▶ Your task
Only the lines from the line containing "Place a point on every instance of the car tire" to the end of the entries should be repeated, exactly as they appear.
———
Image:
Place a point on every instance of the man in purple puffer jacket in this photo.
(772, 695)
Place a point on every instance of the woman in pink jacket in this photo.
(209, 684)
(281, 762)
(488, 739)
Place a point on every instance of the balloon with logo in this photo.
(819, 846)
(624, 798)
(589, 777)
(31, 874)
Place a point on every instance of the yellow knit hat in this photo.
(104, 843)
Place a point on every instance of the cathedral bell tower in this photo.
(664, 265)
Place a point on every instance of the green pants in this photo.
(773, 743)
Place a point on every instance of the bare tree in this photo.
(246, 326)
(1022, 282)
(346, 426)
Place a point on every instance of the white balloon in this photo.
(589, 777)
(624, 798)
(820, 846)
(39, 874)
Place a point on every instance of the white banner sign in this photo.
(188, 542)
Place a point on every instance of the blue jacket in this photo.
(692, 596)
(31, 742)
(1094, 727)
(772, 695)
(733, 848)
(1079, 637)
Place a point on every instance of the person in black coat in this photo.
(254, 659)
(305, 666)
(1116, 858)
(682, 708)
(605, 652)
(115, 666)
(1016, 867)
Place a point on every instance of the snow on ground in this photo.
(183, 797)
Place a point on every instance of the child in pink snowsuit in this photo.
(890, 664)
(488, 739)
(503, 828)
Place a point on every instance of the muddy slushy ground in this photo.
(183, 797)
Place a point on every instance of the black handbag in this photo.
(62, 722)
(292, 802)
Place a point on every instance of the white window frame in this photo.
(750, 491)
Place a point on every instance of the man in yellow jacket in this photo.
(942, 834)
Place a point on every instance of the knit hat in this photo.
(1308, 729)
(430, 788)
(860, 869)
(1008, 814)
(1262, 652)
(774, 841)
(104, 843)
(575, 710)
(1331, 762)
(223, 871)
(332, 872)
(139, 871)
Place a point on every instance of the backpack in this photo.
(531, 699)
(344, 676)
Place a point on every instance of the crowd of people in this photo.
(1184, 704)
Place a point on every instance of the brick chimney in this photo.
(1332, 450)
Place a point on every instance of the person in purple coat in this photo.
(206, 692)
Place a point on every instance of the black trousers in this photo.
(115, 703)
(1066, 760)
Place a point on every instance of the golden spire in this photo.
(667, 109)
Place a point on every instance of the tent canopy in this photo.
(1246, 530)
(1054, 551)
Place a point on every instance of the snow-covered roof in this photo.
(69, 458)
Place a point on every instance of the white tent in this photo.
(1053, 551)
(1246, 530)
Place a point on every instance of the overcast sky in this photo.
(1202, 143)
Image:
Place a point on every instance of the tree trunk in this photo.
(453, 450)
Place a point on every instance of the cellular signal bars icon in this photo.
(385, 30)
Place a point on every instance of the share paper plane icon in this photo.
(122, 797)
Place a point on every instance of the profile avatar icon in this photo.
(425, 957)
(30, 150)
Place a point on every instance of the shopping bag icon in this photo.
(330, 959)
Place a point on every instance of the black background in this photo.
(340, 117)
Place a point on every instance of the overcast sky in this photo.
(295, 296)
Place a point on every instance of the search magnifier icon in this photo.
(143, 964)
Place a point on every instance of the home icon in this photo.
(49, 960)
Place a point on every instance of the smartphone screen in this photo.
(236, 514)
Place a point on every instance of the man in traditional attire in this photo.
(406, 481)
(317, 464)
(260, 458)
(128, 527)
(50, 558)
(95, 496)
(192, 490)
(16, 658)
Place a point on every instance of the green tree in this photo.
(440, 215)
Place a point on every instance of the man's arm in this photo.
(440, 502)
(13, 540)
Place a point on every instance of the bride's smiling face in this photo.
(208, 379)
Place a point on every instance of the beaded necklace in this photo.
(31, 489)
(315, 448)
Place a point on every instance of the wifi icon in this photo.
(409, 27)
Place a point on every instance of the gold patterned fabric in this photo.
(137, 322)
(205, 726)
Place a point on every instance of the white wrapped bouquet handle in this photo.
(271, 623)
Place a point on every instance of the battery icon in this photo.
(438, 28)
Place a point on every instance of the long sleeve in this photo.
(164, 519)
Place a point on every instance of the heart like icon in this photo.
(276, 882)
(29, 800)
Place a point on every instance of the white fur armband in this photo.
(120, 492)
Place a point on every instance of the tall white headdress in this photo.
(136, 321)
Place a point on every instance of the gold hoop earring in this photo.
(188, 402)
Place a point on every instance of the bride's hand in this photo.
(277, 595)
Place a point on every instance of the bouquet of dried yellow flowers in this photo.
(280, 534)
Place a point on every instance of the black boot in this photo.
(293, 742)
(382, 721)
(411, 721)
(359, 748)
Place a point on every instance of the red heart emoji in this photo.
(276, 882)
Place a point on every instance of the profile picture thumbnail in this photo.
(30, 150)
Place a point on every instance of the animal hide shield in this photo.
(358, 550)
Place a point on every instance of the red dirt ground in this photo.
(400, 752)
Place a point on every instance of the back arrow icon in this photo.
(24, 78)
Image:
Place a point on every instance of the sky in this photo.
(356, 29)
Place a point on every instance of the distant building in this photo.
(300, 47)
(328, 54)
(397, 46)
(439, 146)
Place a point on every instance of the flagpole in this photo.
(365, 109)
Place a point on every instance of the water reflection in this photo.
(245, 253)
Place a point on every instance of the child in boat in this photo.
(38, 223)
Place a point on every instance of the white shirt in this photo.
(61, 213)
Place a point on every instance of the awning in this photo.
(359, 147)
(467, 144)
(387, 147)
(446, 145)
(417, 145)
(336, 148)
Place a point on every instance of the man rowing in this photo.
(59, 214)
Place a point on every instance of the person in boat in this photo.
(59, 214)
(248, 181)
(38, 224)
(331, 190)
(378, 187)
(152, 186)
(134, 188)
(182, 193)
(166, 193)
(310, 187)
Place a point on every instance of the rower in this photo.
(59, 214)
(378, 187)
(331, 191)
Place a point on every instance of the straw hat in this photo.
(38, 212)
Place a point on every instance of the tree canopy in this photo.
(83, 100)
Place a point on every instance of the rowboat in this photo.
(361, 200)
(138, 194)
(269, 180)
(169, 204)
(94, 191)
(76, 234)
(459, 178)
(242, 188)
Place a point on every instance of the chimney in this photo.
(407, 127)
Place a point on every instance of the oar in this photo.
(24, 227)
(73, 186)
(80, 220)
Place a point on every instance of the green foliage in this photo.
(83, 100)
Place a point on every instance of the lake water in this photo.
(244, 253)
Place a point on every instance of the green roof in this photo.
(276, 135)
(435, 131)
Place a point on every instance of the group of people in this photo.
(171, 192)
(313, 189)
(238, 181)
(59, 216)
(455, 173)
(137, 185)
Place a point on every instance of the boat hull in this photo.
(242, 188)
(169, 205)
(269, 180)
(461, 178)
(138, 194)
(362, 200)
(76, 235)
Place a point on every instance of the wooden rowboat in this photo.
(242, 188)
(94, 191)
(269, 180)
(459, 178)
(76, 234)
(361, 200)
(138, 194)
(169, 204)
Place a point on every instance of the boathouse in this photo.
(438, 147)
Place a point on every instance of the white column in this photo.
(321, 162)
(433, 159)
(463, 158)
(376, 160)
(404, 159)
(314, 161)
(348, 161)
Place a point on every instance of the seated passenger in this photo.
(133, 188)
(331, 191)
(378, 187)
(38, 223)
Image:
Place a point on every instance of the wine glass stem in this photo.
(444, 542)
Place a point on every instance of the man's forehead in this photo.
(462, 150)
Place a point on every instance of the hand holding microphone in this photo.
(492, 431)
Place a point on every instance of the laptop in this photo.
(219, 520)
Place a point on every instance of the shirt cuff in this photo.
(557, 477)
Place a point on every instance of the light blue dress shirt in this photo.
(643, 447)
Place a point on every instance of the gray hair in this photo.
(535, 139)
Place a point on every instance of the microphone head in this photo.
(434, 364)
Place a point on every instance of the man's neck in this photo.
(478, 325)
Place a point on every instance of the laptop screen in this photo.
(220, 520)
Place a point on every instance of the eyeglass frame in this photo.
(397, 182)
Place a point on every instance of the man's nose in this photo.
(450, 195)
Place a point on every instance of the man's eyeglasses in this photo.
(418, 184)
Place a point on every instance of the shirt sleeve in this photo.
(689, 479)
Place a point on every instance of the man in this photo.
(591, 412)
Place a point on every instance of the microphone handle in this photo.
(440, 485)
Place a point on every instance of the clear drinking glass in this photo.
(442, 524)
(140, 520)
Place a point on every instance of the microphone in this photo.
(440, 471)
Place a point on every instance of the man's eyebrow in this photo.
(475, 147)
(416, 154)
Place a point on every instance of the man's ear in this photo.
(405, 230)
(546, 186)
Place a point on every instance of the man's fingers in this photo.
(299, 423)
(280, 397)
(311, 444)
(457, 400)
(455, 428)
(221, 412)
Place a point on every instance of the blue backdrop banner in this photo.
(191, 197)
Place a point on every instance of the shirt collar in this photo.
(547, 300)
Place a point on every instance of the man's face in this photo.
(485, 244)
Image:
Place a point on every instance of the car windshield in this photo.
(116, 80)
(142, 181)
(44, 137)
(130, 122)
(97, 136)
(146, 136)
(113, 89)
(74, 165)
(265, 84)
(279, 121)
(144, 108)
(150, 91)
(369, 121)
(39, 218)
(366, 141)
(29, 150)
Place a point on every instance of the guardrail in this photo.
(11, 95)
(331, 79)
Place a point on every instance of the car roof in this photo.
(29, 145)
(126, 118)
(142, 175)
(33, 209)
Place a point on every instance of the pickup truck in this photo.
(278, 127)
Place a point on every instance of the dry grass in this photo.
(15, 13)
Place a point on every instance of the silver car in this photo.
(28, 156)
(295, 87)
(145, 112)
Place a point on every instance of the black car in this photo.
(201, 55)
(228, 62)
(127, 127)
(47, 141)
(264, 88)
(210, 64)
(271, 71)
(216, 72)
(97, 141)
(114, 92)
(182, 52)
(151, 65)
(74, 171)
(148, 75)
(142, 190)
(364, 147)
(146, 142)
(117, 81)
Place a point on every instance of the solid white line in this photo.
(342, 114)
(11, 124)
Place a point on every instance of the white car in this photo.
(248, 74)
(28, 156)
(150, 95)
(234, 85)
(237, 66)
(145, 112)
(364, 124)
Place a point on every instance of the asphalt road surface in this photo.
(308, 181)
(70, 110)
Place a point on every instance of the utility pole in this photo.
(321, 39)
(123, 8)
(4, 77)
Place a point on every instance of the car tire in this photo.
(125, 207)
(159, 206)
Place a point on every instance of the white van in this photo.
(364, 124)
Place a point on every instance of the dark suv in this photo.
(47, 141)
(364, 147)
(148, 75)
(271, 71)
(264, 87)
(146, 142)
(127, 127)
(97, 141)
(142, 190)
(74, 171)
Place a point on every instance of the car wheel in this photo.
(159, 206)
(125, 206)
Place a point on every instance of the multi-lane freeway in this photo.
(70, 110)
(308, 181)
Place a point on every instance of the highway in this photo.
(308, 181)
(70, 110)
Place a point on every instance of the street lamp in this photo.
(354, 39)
———
▶ Response
Place a point on every instance of the car tire in this photo.
(125, 207)
(159, 206)
Place a point on every instance of the white van in this photo.
(364, 124)
Place a point on every instance of the dark suv in this photo.
(47, 141)
(364, 147)
(148, 75)
(271, 71)
(264, 87)
(146, 142)
(127, 127)
(97, 141)
(142, 190)
(74, 171)
Place a point on every instance of the car wheel in this photo.
(159, 206)
(125, 206)
Place a point on every instance of the multi-lane freeway in this photo.
(70, 110)
(308, 181)
Place a point on every instance of the highway in this photo.
(308, 181)
(70, 110)
Place a point on every instance of the street lamp in this photo.
(354, 39)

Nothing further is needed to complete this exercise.